# GIVEN RECORDS start

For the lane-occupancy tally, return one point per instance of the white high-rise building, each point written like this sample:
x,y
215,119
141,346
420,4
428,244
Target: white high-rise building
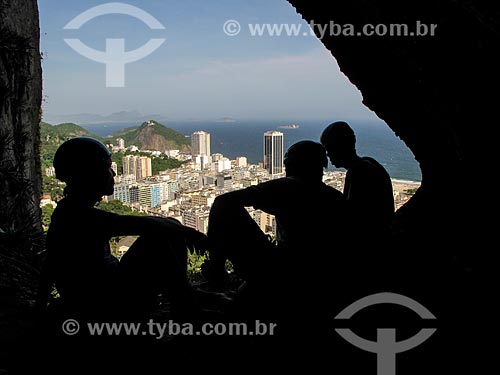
x,y
273,152
200,143
140,166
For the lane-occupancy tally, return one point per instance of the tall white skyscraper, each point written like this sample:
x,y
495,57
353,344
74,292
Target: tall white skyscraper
x,y
200,143
273,152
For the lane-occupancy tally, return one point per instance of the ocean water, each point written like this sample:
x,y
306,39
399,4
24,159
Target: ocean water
x,y
245,138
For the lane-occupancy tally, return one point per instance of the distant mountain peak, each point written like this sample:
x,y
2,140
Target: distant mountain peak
x,y
151,135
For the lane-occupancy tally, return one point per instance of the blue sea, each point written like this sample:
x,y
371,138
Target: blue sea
x,y
245,138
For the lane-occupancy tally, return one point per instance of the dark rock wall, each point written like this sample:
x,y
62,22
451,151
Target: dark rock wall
x,y
437,93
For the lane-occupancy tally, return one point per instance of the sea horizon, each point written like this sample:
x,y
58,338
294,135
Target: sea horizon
x,y
245,138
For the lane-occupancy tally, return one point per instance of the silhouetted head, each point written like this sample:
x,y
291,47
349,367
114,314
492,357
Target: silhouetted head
x,y
305,159
340,142
84,164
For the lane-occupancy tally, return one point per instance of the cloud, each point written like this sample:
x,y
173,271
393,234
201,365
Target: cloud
x,y
305,85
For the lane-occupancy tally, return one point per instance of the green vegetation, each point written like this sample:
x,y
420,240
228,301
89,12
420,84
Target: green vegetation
x,y
411,191
47,212
52,186
52,136
118,207
139,136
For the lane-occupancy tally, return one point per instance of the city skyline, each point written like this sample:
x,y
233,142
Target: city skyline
x,y
274,152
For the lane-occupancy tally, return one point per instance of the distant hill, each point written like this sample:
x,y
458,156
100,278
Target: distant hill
x,y
52,136
63,131
152,135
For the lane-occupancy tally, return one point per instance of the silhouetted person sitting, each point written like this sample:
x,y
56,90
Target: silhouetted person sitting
x,y
368,186
291,274
92,283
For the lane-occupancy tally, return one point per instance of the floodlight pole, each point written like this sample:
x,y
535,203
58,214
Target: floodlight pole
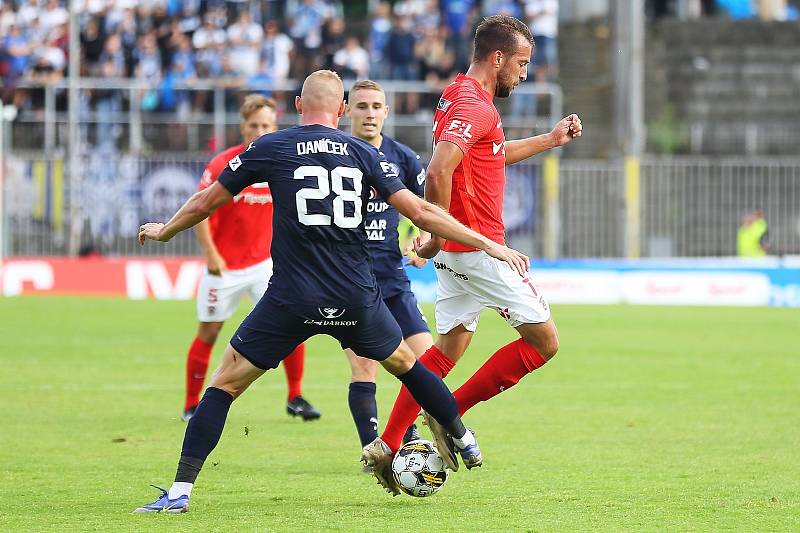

# GIVEN RECORDS end

▶ [WORK INSTRUCTIONS]
Locate every line in the rows above that contains the word "rock" and copy each of those lines.

▶ [REPLY]
For the lane-occupancy tally, return one point per instance of the dark rock wall, each point written like this sample:
Target: dark rock wall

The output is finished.